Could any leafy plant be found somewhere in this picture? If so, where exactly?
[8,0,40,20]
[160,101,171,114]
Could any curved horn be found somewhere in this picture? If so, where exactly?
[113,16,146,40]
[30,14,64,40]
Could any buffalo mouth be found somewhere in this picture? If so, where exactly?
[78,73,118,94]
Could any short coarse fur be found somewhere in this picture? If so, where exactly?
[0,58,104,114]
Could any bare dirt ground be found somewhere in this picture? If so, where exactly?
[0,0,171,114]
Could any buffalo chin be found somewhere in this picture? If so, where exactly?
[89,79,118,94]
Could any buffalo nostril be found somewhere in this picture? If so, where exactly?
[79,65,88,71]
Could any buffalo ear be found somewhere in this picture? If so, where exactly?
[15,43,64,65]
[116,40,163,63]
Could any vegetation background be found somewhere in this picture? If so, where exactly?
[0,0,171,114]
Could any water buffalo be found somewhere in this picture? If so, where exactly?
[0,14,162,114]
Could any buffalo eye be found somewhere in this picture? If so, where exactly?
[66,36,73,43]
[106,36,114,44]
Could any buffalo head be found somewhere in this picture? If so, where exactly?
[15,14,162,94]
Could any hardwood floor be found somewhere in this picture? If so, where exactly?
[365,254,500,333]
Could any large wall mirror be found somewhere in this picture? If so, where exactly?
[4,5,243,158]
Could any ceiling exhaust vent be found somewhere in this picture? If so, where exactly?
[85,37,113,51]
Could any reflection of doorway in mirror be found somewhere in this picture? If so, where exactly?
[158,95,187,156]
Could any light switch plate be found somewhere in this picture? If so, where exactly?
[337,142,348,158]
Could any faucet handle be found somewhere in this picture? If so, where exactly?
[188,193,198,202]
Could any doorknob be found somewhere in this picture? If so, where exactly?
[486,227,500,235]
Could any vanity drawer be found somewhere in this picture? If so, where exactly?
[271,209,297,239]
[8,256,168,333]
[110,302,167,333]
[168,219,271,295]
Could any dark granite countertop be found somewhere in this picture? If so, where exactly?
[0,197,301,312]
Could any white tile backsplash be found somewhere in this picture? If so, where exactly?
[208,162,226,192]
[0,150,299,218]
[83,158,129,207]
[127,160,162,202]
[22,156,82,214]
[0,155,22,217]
☆ ☆ ☆
• _What to do_:
Gather every line of the data above that contains the word "buffalo".

• _Correct answer_:
Could any buffalo mouth be found somewhere in this picture? If so, where exactly?
Could any buffalo chin be found somewhere in this picture? If so, where exactly?
Could any buffalo nostril be found somewhere in this picture? If so, where exactly?
Could any buffalo ear be found somewhere in this picture? If so, where exactly?
Could any water buffalo be found somewhere in this picture? If so, where exactly?
Could any buffalo eye be found somewhere in this picture? If so, where exactly?
Could any buffalo head be found somewhere in this picture? If so, where exactly?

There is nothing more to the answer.